◆ What to produce ◆
Only lines with the string "below" are wanted. Pull them out of the data.
######
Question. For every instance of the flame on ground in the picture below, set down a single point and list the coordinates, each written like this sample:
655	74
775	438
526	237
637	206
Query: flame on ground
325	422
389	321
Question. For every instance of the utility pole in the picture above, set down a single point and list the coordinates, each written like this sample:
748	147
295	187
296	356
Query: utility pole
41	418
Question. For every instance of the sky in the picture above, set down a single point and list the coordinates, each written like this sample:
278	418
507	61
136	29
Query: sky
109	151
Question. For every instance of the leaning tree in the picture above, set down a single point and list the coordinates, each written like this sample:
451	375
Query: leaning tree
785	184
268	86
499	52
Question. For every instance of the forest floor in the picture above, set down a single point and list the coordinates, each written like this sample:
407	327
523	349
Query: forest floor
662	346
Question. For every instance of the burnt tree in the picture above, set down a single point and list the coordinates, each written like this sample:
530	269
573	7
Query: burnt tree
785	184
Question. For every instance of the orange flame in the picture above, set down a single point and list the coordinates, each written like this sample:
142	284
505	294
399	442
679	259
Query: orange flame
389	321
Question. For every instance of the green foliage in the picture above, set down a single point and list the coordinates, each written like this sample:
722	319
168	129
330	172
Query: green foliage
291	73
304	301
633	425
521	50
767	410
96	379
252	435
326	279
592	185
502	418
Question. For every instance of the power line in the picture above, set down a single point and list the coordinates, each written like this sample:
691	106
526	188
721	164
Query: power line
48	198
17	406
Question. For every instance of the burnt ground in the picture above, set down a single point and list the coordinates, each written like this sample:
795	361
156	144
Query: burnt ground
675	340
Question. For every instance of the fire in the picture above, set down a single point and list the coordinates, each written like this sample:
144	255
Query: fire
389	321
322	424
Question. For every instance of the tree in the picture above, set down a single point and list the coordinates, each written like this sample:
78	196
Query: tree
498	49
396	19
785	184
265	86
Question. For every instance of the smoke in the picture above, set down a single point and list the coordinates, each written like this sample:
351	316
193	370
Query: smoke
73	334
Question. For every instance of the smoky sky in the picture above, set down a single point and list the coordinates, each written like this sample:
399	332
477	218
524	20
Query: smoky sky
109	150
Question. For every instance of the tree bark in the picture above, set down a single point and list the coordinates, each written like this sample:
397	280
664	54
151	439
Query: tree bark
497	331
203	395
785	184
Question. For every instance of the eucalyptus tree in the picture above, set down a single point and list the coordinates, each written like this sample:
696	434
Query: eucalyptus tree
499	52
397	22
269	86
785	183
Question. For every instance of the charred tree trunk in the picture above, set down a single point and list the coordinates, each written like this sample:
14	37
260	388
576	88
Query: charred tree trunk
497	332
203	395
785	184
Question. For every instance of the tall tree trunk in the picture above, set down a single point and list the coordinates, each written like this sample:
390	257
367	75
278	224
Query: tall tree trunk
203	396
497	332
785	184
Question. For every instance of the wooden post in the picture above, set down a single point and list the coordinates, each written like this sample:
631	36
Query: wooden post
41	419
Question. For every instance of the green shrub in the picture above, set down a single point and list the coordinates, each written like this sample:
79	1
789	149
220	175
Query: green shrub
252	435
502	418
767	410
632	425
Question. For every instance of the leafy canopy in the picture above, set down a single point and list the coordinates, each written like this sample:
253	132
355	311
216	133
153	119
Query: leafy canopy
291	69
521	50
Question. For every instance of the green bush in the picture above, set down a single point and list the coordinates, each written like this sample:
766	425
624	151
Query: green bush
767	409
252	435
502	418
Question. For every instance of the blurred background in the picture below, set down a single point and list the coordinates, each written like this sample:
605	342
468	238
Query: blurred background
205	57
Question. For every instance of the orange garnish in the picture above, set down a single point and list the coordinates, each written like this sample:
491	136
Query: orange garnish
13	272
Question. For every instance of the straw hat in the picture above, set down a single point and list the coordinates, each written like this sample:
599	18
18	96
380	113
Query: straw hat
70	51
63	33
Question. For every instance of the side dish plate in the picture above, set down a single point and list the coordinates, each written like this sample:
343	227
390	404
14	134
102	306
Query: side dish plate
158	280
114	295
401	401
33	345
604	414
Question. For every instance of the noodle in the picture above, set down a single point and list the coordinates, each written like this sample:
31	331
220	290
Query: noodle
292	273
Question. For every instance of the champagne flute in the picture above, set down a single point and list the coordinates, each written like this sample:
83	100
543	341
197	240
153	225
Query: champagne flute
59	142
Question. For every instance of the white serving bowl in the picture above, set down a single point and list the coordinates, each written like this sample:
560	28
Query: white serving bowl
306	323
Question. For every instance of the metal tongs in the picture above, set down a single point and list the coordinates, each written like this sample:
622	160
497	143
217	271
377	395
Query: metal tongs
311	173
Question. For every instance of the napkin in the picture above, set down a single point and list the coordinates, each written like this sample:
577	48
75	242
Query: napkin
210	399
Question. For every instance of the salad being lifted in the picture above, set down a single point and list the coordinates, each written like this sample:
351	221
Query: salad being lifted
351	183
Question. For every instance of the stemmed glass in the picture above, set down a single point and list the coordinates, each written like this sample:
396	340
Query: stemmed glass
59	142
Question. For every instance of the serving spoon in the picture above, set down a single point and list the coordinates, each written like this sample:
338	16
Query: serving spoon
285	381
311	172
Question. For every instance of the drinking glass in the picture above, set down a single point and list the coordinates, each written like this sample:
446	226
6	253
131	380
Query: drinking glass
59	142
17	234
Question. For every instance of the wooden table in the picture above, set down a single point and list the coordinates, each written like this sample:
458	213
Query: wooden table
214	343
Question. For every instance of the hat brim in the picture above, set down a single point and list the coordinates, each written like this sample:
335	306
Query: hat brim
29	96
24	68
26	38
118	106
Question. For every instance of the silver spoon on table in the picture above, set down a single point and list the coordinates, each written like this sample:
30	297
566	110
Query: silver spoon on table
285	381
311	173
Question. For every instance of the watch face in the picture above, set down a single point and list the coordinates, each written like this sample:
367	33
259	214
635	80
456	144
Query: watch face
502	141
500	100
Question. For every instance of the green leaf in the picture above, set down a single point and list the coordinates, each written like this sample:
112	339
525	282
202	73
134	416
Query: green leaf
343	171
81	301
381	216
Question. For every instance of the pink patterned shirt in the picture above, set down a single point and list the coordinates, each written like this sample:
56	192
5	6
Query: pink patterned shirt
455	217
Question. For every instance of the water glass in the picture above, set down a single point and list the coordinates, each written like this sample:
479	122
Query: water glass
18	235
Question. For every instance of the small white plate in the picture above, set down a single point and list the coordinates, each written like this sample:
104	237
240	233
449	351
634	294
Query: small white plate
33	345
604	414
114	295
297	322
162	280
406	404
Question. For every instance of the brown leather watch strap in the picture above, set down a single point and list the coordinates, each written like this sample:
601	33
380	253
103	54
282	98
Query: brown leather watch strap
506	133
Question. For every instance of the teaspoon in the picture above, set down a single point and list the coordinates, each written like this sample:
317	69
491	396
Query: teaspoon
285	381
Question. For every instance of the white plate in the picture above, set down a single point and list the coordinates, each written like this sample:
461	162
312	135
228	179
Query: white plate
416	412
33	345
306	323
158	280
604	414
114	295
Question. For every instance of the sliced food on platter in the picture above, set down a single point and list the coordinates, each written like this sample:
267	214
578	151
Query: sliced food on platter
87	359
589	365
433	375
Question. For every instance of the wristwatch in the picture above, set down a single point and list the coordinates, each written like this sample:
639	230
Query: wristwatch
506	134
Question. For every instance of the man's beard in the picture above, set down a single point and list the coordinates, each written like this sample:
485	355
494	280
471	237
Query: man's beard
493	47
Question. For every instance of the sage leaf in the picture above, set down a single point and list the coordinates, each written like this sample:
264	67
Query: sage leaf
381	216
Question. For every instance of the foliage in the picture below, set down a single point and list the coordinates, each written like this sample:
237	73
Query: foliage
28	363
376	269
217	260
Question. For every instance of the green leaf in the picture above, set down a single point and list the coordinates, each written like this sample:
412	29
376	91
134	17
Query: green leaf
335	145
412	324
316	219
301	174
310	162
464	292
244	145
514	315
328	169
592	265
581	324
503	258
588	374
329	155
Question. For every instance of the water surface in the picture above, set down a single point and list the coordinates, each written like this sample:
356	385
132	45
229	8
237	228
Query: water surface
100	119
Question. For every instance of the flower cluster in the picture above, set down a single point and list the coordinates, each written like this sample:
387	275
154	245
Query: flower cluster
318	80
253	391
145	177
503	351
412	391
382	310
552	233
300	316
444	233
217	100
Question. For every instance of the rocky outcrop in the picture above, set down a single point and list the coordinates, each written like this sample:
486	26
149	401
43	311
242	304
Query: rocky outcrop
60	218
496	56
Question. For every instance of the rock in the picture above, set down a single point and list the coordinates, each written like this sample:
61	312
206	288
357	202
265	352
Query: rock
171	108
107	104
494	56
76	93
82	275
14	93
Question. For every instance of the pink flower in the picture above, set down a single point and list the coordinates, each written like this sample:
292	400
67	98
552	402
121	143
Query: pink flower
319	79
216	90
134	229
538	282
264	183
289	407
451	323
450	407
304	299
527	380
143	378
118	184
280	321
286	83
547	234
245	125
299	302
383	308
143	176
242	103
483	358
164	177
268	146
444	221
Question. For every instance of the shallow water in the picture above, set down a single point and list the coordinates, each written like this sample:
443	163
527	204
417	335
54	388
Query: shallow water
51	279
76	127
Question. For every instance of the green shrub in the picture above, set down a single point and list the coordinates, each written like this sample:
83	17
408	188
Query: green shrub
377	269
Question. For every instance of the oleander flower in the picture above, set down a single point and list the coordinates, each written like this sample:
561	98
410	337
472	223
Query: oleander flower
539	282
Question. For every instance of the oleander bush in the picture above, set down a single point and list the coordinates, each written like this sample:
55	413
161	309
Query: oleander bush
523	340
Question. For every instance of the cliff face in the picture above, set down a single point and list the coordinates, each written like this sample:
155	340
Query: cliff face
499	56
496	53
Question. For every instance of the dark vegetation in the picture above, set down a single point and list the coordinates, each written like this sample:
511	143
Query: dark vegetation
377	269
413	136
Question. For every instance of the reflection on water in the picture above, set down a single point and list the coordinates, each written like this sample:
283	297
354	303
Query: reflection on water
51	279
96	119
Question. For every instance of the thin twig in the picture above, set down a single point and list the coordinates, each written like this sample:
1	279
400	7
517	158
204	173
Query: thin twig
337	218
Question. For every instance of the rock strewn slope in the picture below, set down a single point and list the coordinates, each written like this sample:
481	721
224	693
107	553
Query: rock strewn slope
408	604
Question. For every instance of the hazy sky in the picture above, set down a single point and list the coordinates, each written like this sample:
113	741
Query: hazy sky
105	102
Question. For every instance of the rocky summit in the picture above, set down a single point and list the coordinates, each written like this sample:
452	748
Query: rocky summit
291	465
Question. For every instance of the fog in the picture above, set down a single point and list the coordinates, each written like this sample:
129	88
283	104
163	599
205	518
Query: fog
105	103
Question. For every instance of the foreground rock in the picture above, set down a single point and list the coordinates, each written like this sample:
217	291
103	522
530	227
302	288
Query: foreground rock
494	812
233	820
######
◆ Output ◆
Question. For every instance of the flame on ground in the picture below, set down a single point and list the coordinates, each written like this sample:
Question. For every instance of the blurred background in the picture below, set down a single point and list the coordinates, each written like this sample:
Question. For every instance of the foliage in the picture below, set down a single point and list the coordinates, each written like this sample:
Question. For every instance of the rock strewn slope in the picture below, set down a single point and list the coordinates, each written like this sample:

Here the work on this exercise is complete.